---------- Document segment

Date: Jan 12, 2013 2:22 PM
Author: mueckenh@rz.fh-augsburg.de
Subject: Re: Matheology § 191
On 12 Jan., 19:34, Zuhair <zaljo...@gmail.com> wrote:

> On Jan 12, 3:26 pm, WM <mueck...@rz.fh-augsburg.de> wrote:

>

>

>

>

>

> > On 12 Jan., 12:45, Zuhair <zaljo...@gmail.com> wrote:

>

> > > On Jan 12, 11:56 am, WM <mueck...@rz.fh-augsburg.de> wrote:

>

> > > > Matheology § 191

>

> > > > The complete infinite Binary Tree can be constructed by first

> > > > constructing all aleph_0 finite paths and then appending to each path

> > > > all aleph_0 finiteley definable tails from 000... to 111...

>

> > > No it cannot be constructed in that manner, simply because it would no

> > > longer be a BINARY tree.

>

> > No? What node or path would be there that is not a node or path of the

> > Binary Tree? This is again an assertion of yours that has no

> > justification, like many you have postes most recently, unfortunately.

>

> Notice also that one can have a COUNTABLE tree (i.e. a tree that has

> countably many paths and nodes) that has finite paths

> indistinguishable from the finite paths of the complete binary tree by

> labeling of their nodes.

I noticed that already some years ago.

>

> Let me show an example at finite level, take the three level binary

> tree:

>

> 0

> / \

> 0 1

> / \ | \

> 0 1 0 1

>

> I can have the following tree:

>

> 0

> / / | \ \ \

> 0 1 0 0 1 1

> | | | |

> 0 1 0 1

>

> Hope that helps.

No, you have not understood. By attaching one or more infinite tails

to every finite path the Binary Tree is not changed in any discernible

way. The path have exactly the nodes that belong to the tree. The only

difference is that infinitely many paths cross each node. But even

that is not really a difference, because it was the case in the

original Binary Tree too. Try to find out what the reason is.

Regards, WM

--------------------

Transcribe the stretch of the binary tree post from "No, you have" through "the reason is.". The data below comes from a different source than the binary tree post.

---------- Dataset excerpt

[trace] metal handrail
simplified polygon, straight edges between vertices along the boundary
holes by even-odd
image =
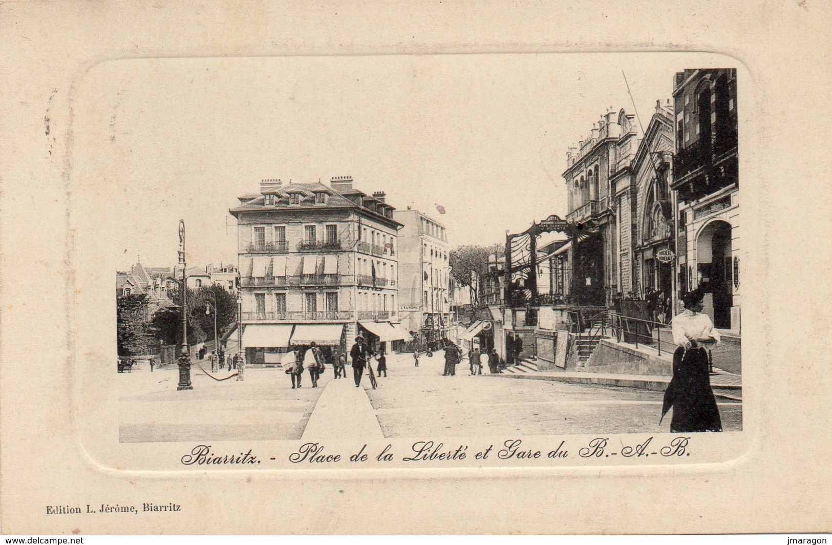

--------------------

* [Written response]
No, you have not understood. By attaching one or more infinite tails

to every finite path the Binary Tree is not changed in any discernible

way. The path have exactly the nodes that belong to the tree. The only

difference is that infinitely many paths cross each node. But even

that is not really a difference, because it was the case in the

original Binary Tree too. Try to find out what the reason is.